▸ WORK TO DO
Please rewrite the data starting at the line containing "Return the mask of every instance of the tram" and ending at the line containing "[[[82,63],[72,62],[66,67],[66,74],[71,76],[81,78],[83,63]]]", changing "tram window" to "tram door" and keeping everything else the same.
─── SUPPLIED RECORDS
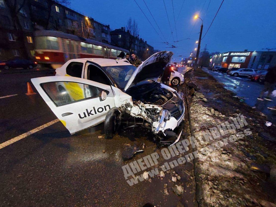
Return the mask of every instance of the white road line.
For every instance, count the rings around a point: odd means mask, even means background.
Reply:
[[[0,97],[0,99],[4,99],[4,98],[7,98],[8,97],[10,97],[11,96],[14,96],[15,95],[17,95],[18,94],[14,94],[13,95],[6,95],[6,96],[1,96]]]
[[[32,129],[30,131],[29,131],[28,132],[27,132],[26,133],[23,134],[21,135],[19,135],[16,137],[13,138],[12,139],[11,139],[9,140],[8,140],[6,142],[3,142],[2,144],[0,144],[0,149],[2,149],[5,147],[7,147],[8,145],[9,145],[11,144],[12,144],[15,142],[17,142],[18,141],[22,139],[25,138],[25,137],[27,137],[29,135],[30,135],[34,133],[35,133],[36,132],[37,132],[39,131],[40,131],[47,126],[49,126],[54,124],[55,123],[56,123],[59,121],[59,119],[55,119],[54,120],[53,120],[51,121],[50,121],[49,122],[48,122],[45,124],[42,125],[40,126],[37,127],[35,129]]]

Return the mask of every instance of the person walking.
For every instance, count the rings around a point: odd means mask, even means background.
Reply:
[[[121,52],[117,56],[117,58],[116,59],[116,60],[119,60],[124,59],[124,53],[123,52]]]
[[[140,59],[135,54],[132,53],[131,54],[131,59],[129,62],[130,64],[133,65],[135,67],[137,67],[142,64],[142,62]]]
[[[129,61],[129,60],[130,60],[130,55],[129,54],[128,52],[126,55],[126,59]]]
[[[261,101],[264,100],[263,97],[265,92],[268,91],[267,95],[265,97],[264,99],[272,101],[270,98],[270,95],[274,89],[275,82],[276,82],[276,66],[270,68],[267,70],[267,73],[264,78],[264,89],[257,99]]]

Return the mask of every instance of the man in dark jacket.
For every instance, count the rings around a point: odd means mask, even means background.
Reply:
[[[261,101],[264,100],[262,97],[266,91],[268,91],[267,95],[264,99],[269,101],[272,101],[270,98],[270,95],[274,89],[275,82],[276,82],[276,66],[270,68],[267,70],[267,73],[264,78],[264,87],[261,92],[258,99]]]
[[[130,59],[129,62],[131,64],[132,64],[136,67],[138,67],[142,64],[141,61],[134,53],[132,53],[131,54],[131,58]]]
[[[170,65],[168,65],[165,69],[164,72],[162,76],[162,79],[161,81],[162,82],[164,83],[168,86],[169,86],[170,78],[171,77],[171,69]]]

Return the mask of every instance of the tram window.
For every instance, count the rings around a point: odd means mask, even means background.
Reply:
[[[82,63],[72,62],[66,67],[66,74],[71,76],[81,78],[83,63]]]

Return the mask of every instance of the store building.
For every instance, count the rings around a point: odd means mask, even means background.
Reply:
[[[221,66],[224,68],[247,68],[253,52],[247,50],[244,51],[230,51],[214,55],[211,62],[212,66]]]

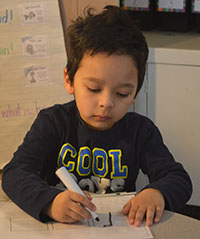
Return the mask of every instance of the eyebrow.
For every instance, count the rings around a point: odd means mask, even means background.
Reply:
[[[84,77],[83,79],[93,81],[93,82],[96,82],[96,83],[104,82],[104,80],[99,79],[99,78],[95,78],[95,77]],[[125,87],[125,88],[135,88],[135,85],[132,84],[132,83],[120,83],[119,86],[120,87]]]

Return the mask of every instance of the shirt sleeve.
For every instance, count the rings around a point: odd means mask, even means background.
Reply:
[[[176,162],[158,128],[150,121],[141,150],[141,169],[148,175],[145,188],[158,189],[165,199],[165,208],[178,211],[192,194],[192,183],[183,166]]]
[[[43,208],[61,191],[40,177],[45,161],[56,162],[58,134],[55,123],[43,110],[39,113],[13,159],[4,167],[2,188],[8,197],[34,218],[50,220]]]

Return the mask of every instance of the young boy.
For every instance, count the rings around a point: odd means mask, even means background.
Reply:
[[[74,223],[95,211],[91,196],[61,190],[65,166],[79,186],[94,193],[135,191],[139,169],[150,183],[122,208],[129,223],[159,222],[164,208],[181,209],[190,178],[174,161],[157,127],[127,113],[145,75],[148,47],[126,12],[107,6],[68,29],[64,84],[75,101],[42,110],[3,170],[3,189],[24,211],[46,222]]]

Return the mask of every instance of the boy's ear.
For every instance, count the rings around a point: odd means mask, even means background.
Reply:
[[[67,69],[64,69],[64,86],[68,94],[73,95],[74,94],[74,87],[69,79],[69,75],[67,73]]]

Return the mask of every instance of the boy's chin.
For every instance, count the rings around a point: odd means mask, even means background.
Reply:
──────
─── SUPPLIED RECORDS
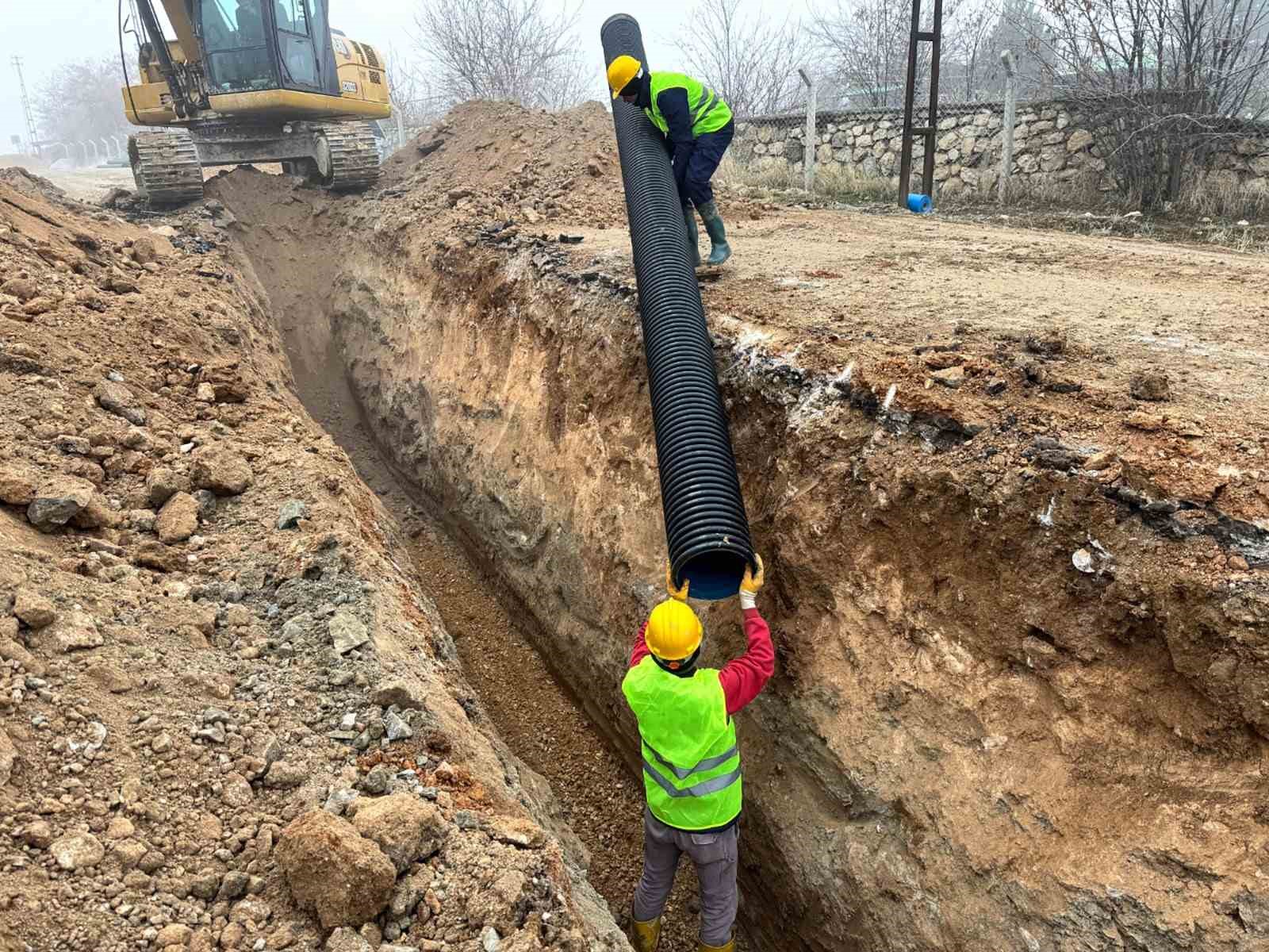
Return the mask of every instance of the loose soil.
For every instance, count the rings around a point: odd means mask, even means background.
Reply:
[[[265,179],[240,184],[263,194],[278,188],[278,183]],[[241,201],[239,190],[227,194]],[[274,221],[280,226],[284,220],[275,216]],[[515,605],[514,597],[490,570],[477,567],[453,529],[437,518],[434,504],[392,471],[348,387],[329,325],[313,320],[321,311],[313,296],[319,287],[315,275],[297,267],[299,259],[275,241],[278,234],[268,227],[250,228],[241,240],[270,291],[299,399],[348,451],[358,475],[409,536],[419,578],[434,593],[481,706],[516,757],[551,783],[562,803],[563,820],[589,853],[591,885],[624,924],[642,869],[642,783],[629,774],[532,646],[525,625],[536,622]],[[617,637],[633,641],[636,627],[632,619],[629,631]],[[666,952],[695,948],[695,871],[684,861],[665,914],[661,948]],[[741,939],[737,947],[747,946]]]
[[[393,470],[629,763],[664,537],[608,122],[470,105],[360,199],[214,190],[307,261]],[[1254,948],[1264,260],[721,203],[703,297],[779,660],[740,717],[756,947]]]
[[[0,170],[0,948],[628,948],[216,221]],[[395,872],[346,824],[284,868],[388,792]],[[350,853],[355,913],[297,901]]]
──────
▸ RESULT OF THIS EXERCISE
Return the mask of every instance of the tram door.
For every instance, count the rings around a point: odd means mask, even means background.
Reply:
[[[82,63],[72,62],[66,67],[66,74],[71,76],[81,78],[83,63]]]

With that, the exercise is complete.